● **SOURCE TEXT**:
****************
Reputation: 891
I'm beginning to try and get my head round haskell performance, and what makes things fast and slow, and I'm a little confused by this.
I have two implementations of a function that generates a list of primes up to a certain value. The first is straight off the Haskell wiki:
primesTo :: (Ord a, Num a, Enum a) => a -> [a]
primesTo m = eratos [2..m] where
eratos [] = []
eratos (p:xs) = p : eratos (xs `minus` [p*p, p*p+p..m])
The second is the same, but using an infinite list internally:
primes2 :: (Ord a, Num a, Enum a) => a -> [a]
primes2 m = takeWhile (<= m) (eratos [2..]) where
eratos [] = []
eratos (p:xs) = p : eratos (xs `minus` [p*p, p*p+p..])
In both cases, the minus function is:
minus :: (Ord a) => [a] -> [a] -> [a]
minus (x:xs) (y:ys) = case (compare x y) of
LT -> x : minus xs (y:ys)
EQ -> minus xs ys
GT -> minus (x:xs) ys
minus xs _ = xs
The latter implementation is significantly (~100x) slower than the former, and I don't get why. I would have thought that haskell's lazy evalutation would make them fairly equivalent under the hood.
****************
● **RAW DATA**:
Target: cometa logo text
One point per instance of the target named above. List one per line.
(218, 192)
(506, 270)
****************
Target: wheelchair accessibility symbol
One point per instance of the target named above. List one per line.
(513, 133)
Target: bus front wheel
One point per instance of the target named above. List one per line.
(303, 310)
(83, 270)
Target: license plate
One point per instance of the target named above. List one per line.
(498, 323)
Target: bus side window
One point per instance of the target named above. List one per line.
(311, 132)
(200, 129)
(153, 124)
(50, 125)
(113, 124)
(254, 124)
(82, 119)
****************
● **WHAT YOU WILL DO**:
• A. According to the Haskell primes post, roughly how much slower is the implementation that uses an infinite list than the first one?
• B. Write out the Haskell primes post from "EQ -> minus" to "under the hood.", with no changes.
• C. Render this sentence from the Haskell primes post in Spanish: "I have two implementations of a function that generates a list of primes up to a certain value."

● **COMPLETE ANSWERS**:
• A. About 100 times slower.

• B.
EQ -> minus xs ys
GT -> minus (x:xs) ys
minus xs _ = xs
The latter implementation is significantly (~100x) slower than the former, and I don't get why. I would have thought that haskell's lazy evalutation would make them fairly equivalent under the hood.

• C. Tengo dos implementaciones de una función que genera una lista de números primos hasta un cierto valor.